◆ EXERCISE DETAILS
Copy out all the records exactly.

(Natural-language object grounding data)
▬▬▬▬▬▬▬▬▬▬

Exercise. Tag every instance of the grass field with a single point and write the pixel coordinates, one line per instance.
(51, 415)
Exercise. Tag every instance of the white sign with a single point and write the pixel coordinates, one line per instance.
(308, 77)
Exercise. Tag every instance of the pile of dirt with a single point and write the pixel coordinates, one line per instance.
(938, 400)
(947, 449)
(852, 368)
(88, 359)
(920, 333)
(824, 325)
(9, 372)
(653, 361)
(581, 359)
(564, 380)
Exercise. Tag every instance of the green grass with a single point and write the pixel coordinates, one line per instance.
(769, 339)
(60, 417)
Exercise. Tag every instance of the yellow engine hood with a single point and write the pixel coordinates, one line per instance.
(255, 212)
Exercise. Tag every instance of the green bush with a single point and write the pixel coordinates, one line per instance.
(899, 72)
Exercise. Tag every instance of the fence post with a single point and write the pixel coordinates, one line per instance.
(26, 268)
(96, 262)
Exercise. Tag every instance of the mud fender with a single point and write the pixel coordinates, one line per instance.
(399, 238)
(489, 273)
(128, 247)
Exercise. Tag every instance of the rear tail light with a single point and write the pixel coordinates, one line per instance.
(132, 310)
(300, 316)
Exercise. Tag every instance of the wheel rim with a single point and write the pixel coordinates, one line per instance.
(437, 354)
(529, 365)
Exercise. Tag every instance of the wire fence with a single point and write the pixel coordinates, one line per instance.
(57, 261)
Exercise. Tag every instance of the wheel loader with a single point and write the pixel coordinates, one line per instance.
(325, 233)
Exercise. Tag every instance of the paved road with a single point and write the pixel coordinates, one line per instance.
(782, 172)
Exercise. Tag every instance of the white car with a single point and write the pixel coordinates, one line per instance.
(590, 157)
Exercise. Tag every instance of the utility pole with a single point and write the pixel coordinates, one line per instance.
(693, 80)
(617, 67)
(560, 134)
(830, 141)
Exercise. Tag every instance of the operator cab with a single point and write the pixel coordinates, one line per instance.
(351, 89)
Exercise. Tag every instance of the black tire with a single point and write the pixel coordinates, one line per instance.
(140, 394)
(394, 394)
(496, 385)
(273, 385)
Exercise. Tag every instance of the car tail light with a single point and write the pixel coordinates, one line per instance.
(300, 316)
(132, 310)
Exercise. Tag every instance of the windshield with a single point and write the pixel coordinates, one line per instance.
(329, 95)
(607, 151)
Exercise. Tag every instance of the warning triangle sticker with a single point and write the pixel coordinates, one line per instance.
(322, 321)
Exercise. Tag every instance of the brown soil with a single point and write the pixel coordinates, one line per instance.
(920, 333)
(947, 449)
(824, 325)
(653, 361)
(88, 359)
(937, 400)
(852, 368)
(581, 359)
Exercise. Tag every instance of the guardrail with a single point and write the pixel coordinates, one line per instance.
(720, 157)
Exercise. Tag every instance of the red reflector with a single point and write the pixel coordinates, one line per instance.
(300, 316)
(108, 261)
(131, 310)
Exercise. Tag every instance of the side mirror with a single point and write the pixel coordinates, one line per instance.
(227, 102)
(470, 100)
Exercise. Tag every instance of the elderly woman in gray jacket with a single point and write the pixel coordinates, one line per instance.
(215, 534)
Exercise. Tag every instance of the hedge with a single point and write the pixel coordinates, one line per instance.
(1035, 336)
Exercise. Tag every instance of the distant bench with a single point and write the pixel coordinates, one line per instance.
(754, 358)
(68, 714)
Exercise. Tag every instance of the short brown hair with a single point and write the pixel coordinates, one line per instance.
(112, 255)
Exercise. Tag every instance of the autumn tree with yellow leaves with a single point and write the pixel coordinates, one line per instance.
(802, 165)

▬▬▬▬▬▬▬▬▬▬

◆ TASK SOLUTION
Exercise. Tag every instance of the grass field with a single point and write the pixel coordinates, one line per instance.
(51, 415)
Exercise. Tag every instance of the white sign with a single point and write the pixel coordinates, one line per instance.
(308, 77)
Exercise. Tag every instance of the pile of dirt with a single point and write the pixel coordinates, one line per instance.
(938, 400)
(947, 449)
(852, 368)
(88, 359)
(920, 333)
(824, 325)
(9, 372)
(653, 361)
(581, 359)
(564, 380)
Exercise. Tag every instance of the green grass with a single point and write the pixel coordinates, one line per instance.
(769, 339)
(60, 417)
Exercise. Tag every instance of the yellow engine hood with a single point and write the pixel coordinates, one line per instance.
(255, 212)
Exercise. Tag every instance of the green bush with a single point and write the pixel coordinates, one line per instance.
(899, 72)
Exercise. Tag every instance of the fence post with a single point and write the pixel coordinates, one line per instance.
(26, 268)
(96, 262)
Exercise. Tag every instance of the mud fender with a single point and write the pixel coordinates, one line per instance.
(399, 238)
(489, 273)
(128, 247)
Exercise. Tag every instance of the rear tail light with a single point and write the pixel coordinates, one line per instance.
(132, 310)
(300, 316)
Exercise. Tag every instance of the wheel rim with a single point and write the pixel coordinates, one line per instance.
(437, 354)
(529, 365)
Exercise. Tag every instance of the wire fence with a single point and write the pixel coordinates, one line per instance.
(57, 261)
Exercise. Tag every instance of the wheel loader with a single point and write the pixel coordinates, one line per instance.
(325, 233)
Exercise. Tag every instance of the paved road with a single point and write the pixel coordinates, one line per instance.
(782, 172)
Exercise. Tag every instance of the white car with a single point and write the pixel coordinates, one line per instance.
(590, 157)
Exercise. Tag every instance of the utility pole with a single point and write the pixel coordinates, one line per instance.
(693, 80)
(617, 67)
(560, 134)
(830, 141)
Exercise. Tag every instance of the operator cab with a single point and write the pixel coordinates, one line per instance.
(351, 89)
Exercise. Tag every instance of the black tire with a single point and write the pixel coordinates, one line per instance.
(140, 394)
(394, 394)
(496, 385)
(273, 385)
Exercise. Tag every instance of the car tail light with a single point and write the pixel coordinates, one line per instance.
(300, 316)
(132, 310)
Exercise. Tag every instance of the windshield with a single point and write the pixel coordinates, one line per instance.
(329, 95)
(607, 151)
Exercise. Tag every instance of the warning triangle sticker with a single point and write the pixel coordinates, one line per instance.
(322, 321)
Exercise. Tag every instance of the brown soil with a single point and write the pixel coordinates, one line per instance.
(920, 333)
(947, 449)
(824, 325)
(653, 361)
(88, 359)
(937, 400)
(852, 368)
(581, 359)
Exercise. Tag every instance of the guardrail with a single point and write the pixel coordinates, one line per instance.
(720, 157)
Exercise. Tag every instance of the red reflector with a single point and write the pixel coordinates, one line per instance.
(300, 316)
(108, 261)
(131, 310)
Exercise. Tag every instance of the side mirror with a single point and write the pixel coordinates, one line per instance.
(227, 102)
(470, 100)
Exercise. Tag every instance of the elderly woman in gray jacket with a single point and write the pixel coordinates, one line per instance.
(215, 534)
Exercise. Tag every instance of the hedge with a single point and write the pixel coordinates, one line per instance.
(1035, 336)
Exercise. Tag every instance of the distant bench with a single point and write the pixel coordinates, one line per instance.
(754, 358)
(68, 714)
Exercise. Tag every instance of the short brown hair with a single point and write the pixel coordinates, one line per instance.
(112, 255)
Exercise. Tag every instance of the autumn tree with yellow leaves with a single point and write the pixel coordinates, one line per instance.
(802, 165)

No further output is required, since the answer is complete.